» **Passage shown**
Int J Public Health, 14 April 2022

Smoking Cessation, Weight Gain, and Risk for Type 2 Diabetes: A Prospective Study

Lin WuLin Wu1Xiaowen WangXiaowen Wang2Jia-Yi DongJia-Yi Dong2Yan-Ting ZhaoYan-Ting Zhao3Hongqiang Lou
Hongqiang Lou1*
  • 1Department of Medical College, Jinhua Polytechnic, JinHua, China
  • 2Public Health, Department of Social Medicine, Osaka University Graduate School of Medicine, Osaka, Japan
  • 3Chengdu Center for Disease and Prevention, Chengdu, China

Objectives: To examine the association between smoking cessation and risk of type 2 diabetes with emphasis on post-cessation weight gain.

Methods: In total, 8,951 participants from the China Health and Retirement Longitudinal Study at the baseline (2011) were included. Diabetes incidence was accessed at the third survey (2015). Current smokers were treated as the reference and odds ratios (OR) of type 2 diabetes for never smokers, recent, and long-term quitters were computed using multivariable logistic regression. Stratified analysis was further conducted by weight gain after smoking cessation.

Results: There were 712 cases of type 2 diabetes identified. Compared with current smokers, the fully multivariable-adjusted ORs were 1.55 (1.02, 2.36) for recent quitters, 0.88 (0.61, 1.28) for long-term quitters, and 0.75 (0.59, 0.95) for never smokers. Stratified analysis showed recent quitters with weight gain of ≥2.0 kg had a significantly higher odds of type 2 diabetes [2.25 (1.02, 4.95)].

Conclusion: The present study of the Chinese population suggested recent quitters with weight gain of ≥2.0 kg, compared with current smokers, had a significantly increased odds of type 2 diabetes.

» **Problems to solve**
1. Reproduce the part of the diabetes study abstract above that starts at "Results: There were" and ends at "[2.25 (1.02, 4.95)].".
2. Answer these questions using the diabetes study abstract above.
(a) How many participants from the China Health and Retirement Longitudinal Study were included?
(b) In what year was the third survey held?
(c) How many cases of type 2 diabetes were identified?

» **Record set**
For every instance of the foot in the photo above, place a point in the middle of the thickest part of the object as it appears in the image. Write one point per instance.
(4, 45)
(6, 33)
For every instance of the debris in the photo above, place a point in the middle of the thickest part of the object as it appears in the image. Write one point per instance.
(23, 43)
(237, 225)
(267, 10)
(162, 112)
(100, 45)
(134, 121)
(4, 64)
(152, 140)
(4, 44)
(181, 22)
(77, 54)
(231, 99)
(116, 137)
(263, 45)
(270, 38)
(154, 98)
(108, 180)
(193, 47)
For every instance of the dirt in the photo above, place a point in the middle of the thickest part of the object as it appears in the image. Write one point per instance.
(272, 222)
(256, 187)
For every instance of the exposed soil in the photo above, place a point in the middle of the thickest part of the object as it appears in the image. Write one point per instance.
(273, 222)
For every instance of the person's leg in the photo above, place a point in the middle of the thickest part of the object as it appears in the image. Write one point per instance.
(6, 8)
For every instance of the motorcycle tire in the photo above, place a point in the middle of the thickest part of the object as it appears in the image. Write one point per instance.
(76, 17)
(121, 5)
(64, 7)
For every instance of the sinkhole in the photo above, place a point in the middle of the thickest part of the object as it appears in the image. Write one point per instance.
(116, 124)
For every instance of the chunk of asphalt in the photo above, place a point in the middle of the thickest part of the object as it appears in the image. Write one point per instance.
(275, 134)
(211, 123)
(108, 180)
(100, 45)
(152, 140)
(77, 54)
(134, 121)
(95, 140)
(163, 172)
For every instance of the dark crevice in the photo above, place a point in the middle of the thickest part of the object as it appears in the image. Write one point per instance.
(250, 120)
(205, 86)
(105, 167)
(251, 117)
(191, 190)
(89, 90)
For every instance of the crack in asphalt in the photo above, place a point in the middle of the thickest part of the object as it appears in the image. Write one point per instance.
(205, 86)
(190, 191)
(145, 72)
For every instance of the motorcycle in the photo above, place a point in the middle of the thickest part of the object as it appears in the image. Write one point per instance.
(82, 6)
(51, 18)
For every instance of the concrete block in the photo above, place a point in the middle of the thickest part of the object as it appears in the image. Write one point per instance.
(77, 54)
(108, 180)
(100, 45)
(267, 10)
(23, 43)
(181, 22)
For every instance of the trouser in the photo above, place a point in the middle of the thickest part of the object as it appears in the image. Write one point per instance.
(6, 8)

...

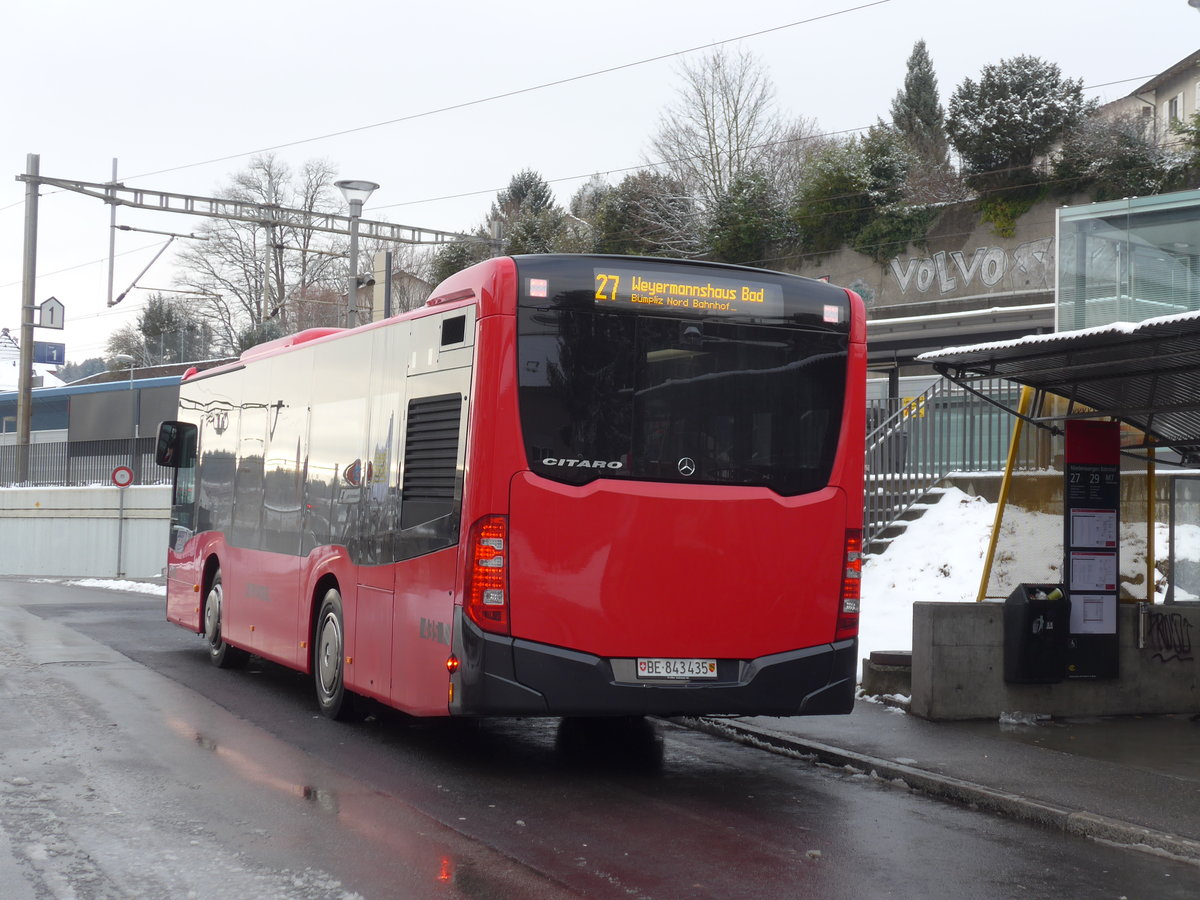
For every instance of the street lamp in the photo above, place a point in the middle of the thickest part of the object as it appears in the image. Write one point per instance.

...

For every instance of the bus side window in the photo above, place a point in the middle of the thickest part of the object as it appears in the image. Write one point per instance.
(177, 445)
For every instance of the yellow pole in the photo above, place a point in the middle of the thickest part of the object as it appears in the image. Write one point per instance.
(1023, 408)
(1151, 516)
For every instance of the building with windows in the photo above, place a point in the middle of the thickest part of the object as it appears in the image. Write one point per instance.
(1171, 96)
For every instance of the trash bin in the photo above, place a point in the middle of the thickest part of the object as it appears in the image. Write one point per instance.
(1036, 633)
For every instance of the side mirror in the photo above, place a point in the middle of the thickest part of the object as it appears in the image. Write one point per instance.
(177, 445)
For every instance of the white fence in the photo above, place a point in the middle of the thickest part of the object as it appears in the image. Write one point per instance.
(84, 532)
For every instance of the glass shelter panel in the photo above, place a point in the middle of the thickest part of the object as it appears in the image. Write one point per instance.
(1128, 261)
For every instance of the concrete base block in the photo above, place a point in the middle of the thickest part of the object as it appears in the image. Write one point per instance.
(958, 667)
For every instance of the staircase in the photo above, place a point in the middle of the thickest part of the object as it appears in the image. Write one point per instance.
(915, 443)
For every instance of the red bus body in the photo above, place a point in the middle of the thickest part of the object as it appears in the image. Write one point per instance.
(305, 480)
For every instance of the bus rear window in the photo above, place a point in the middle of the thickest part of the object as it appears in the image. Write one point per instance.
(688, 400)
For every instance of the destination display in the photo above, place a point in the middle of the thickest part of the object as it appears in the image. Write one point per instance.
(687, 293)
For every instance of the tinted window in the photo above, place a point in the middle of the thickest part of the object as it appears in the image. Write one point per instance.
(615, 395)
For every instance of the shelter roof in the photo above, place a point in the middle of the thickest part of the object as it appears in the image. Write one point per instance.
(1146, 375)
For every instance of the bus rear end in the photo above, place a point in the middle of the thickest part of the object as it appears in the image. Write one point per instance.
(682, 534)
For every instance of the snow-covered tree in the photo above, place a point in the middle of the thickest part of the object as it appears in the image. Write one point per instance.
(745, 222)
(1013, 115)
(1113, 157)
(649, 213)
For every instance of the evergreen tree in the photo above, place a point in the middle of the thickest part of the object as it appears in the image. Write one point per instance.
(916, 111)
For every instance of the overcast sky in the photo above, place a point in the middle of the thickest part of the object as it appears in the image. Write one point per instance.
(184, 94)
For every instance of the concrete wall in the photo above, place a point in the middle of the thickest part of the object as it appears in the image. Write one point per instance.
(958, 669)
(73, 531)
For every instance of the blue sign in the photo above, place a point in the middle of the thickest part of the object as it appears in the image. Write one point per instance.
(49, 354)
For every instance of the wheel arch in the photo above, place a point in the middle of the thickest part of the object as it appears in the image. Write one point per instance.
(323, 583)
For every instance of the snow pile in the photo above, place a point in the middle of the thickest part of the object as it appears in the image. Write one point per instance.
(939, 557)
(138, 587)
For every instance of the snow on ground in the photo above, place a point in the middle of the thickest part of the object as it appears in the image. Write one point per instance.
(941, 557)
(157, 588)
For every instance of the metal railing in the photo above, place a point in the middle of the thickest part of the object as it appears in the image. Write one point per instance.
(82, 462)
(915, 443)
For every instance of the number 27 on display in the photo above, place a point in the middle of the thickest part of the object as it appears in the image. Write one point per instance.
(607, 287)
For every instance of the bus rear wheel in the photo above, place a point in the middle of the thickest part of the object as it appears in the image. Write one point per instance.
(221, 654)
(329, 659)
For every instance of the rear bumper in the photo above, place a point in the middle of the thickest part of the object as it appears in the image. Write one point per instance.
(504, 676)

» **Problem solutions**
1.
Results: There were 712 cases of type 2 diabetes identified. Compared with current smokers, the fully multivariable-adjusted ORs were 1.55 (1.02, 2.36) for recent quitters, 0.88 (0.61, 1.28) for long-term quitters, and 0.75 (0.59, 0.95) for never smokers. Stratified analysis showed recent quitters with weight gain of ≥2.0 kg had a significantly higher odds of type 2 diabetes [2.25 (1.02, 4.95)].

2.
(a) 8,951
(b) 2015
(c) 712